:: Task objective ::
Locate the line containing "Where can the woman's", then please write out that line and all the lines below it in the entries exactly.

:: Task inputs ::
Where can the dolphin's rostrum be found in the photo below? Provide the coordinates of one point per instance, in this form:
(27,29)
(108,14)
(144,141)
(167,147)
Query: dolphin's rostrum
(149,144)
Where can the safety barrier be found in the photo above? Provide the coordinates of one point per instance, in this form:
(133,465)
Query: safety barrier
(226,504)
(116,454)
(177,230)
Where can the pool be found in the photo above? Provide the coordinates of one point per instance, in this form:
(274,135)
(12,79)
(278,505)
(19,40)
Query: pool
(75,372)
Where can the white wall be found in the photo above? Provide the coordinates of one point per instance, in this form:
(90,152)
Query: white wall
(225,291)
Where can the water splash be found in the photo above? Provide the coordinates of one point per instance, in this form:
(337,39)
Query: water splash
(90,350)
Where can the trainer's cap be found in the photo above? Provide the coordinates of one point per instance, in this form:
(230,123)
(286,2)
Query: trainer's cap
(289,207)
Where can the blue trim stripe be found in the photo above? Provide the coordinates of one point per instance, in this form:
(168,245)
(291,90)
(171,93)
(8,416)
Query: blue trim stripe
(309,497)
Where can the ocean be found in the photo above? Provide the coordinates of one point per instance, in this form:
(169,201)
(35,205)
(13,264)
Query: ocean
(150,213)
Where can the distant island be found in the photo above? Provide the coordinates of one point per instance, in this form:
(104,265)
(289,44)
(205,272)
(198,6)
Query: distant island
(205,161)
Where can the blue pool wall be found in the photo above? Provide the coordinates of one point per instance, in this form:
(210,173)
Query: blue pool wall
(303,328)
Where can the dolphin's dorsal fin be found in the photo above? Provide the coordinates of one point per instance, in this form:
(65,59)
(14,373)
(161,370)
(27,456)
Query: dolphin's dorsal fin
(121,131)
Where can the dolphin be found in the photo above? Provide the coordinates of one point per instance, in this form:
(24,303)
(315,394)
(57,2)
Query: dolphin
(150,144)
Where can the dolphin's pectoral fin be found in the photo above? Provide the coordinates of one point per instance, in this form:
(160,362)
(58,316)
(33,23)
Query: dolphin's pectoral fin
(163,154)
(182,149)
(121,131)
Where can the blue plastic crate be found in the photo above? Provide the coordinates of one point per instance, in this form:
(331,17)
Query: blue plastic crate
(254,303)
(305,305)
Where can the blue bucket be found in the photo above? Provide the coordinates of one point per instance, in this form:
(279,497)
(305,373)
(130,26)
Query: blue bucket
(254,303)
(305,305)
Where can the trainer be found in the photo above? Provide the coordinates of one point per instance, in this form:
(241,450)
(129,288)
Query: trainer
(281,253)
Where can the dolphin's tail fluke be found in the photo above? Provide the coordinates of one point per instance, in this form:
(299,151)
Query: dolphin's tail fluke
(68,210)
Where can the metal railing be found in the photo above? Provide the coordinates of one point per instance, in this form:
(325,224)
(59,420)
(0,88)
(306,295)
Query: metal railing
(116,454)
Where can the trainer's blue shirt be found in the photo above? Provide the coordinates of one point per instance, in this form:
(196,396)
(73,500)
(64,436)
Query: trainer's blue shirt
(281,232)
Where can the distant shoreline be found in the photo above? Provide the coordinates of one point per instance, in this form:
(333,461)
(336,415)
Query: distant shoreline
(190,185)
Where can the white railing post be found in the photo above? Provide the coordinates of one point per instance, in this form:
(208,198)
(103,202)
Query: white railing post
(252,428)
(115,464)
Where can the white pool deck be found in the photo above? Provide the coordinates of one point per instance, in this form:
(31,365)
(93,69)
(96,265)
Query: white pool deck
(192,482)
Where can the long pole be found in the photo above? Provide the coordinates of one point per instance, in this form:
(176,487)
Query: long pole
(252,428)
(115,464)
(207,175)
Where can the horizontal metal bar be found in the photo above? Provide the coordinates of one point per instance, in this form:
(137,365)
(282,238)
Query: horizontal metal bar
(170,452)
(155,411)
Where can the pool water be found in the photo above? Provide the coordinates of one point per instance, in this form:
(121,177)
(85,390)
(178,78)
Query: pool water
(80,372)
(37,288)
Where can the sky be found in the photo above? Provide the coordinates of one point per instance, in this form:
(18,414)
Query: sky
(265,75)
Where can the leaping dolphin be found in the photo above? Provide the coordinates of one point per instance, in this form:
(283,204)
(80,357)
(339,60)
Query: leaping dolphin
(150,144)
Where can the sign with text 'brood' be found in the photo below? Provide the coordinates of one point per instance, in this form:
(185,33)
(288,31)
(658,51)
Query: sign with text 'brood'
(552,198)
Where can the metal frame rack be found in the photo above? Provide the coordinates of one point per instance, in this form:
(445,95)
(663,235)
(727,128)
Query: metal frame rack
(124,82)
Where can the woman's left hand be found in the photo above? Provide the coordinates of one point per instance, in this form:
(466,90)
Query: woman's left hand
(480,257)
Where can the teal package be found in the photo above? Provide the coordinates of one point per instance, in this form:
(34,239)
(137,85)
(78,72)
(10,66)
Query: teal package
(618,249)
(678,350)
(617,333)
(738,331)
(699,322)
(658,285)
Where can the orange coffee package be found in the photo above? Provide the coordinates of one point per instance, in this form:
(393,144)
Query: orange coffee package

:: Completed exercise ::
Where can the woman's left hand be found in the photo above? Provide the coordinates of one point per instance, in this form:
(466,90)
Query: woman's left hand
(480,257)
Where can the teal package be found in the photo above? Provide the coordinates of one point per instance, in this form:
(34,239)
(137,85)
(78,72)
(10,66)
Query: teal package
(618,249)
(678,350)
(617,333)
(738,331)
(699,322)
(658,285)
Where can the orange coffee package be found in the photo above? Provide the coordinates of one point per instance, in this form:
(393,144)
Query: orange coffee package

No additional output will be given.